==== MATERIAL SHOWN ====

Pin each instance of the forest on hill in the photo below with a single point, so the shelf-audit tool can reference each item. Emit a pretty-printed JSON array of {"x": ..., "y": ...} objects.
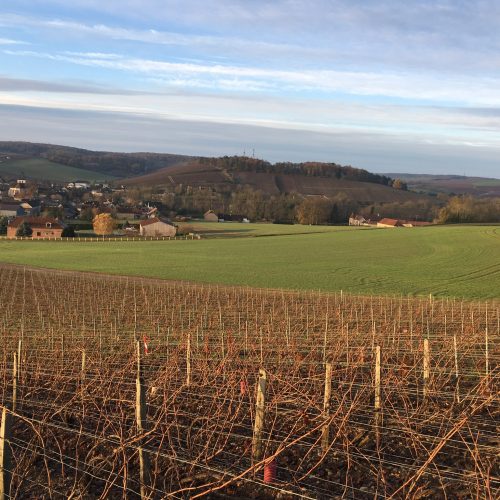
[{"x": 113, "y": 164}]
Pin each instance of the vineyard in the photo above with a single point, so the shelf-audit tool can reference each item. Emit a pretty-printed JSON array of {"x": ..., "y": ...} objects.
[{"x": 116, "y": 387}]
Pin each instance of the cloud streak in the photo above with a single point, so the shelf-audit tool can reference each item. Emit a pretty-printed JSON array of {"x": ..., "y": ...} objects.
[
  {"x": 467, "y": 90},
  {"x": 379, "y": 152}
]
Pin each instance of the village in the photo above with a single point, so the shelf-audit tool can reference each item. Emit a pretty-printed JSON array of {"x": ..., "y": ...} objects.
[
  {"x": 42, "y": 210},
  {"x": 49, "y": 210}
]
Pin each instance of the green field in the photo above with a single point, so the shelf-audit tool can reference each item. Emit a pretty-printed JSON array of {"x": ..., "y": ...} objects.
[
  {"x": 459, "y": 261},
  {"x": 42, "y": 169}
]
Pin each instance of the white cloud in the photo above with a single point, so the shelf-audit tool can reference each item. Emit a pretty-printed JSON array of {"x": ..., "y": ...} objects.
[
  {"x": 9, "y": 41},
  {"x": 419, "y": 87}
]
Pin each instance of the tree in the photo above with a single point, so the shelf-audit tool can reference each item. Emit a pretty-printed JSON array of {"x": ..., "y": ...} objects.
[
  {"x": 68, "y": 232},
  {"x": 103, "y": 224},
  {"x": 24, "y": 230}
]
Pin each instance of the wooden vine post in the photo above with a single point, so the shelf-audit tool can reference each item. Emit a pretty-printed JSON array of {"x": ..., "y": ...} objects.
[
  {"x": 260, "y": 414},
  {"x": 325, "y": 433},
  {"x": 188, "y": 360},
  {"x": 5, "y": 438},
  {"x": 457, "y": 386},
  {"x": 140, "y": 415},
  {"x": 378, "y": 399},
  {"x": 426, "y": 367}
]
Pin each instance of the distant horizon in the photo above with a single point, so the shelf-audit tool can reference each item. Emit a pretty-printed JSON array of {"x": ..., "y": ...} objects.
[
  {"x": 140, "y": 151},
  {"x": 405, "y": 86}
]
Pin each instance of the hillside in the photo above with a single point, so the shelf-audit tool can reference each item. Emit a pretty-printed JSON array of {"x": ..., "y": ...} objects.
[
  {"x": 451, "y": 184},
  {"x": 203, "y": 174},
  {"x": 111, "y": 164},
  {"x": 15, "y": 166}
]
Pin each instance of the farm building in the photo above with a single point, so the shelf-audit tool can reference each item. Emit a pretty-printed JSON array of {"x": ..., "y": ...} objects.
[
  {"x": 127, "y": 214},
  {"x": 390, "y": 223},
  {"x": 11, "y": 210},
  {"x": 156, "y": 227},
  {"x": 43, "y": 227},
  {"x": 211, "y": 216},
  {"x": 357, "y": 220}
]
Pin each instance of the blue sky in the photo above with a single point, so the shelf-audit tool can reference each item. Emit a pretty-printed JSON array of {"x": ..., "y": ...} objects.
[{"x": 389, "y": 86}]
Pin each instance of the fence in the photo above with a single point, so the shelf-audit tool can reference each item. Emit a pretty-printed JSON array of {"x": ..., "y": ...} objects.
[{"x": 108, "y": 239}]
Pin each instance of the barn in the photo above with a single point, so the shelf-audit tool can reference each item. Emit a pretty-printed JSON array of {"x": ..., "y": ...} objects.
[
  {"x": 156, "y": 227},
  {"x": 43, "y": 227}
]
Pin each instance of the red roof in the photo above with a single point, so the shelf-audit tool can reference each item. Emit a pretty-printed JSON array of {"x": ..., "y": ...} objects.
[{"x": 37, "y": 222}]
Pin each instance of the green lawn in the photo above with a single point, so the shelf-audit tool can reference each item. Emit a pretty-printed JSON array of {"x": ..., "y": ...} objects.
[
  {"x": 40, "y": 168},
  {"x": 460, "y": 261}
]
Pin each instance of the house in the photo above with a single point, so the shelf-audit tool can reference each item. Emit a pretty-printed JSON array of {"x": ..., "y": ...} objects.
[
  {"x": 231, "y": 218},
  {"x": 78, "y": 185},
  {"x": 11, "y": 210},
  {"x": 415, "y": 223},
  {"x": 211, "y": 216},
  {"x": 156, "y": 227},
  {"x": 43, "y": 227},
  {"x": 127, "y": 213},
  {"x": 357, "y": 220},
  {"x": 390, "y": 223},
  {"x": 31, "y": 207}
]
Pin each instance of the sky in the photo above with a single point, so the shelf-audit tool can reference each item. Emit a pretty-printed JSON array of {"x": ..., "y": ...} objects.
[{"x": 389, "y": 85}]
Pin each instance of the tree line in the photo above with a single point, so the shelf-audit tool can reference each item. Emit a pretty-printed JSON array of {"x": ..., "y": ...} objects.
[{"x": 309, "y": 169}]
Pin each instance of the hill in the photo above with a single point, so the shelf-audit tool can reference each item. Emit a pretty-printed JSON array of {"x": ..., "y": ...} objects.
[
  {"x": 20, "y": 166},
  {"x": 451, "y": 184},
  {"x": 310, "y": 179},
  {"x": 111, "y": 164}
]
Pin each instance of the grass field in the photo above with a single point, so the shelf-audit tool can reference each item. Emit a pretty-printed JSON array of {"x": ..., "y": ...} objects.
[
  {"x": 459, "y": 261},
  {"x": 40, "y": 168}
]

====

# SHORT EXERCISE:
Rewrite every line from the one containing "Pin each instance of the house" through the end of the records, requests included, and add 76 to each coordinate value in the answers.

# SOLUTION BELOW:
Pin each instance of the house in the photo above with a single point, so the shelf-audit tool can reference each item. Emit a pretty-printed JSON array of {"x": ..., "y": ...} objects.
[
  {"x": 307, "y": 294},
  {"x": 154, "y": 261},
  {"x": 87, "y": 286},
  {"x": 491, "y": 299},
  {"x": 287, "y": 292},
  {"x": 232, "y": 303},
  {"x": 119, "y": 303},
  {"x": 203, "y": 289},
  {"x": 433, "y": 296},
  {"x": 466, "y": 299},
  {"x": 107, "y": 283}
]
Pin each instance of the sky in the photo above with a single point, so the shelf-audit tool can reference each item. Emit a pretty-printed JSON array of {"x": ..., "y": ...} objects.
[{"x": 465, "y": 161}]
Pin each instance of the tree line in the photo above with a single point, so the shelf-audit tool can reference each item. Emit a pretty-printed JSON array of {"x": ..., "y": ...} objects.
[{"x": 385, "y": 245}]
Pin each instance of the hill in the photo above with a single point, so the shelf-audit tool can reference each item. Emit a pretty-printed JSON array of {"x": ..., "y": ...} objects.
[
  {"x": 96, "y": 242},
  {"x": 527, "y": 260},
  {"x": 386, "y": 255},
  {"x": 187, "y": 240}
]
Pin each instance of the grass field in the photo above with a single point, so the shelf-audit tool can reference each item. Emit a pretty-printed JSON array of {"x": ..., "y": ...} objects.
[
  {"x": 535, "y": 337},
  {"x": 116, "y": 244}
]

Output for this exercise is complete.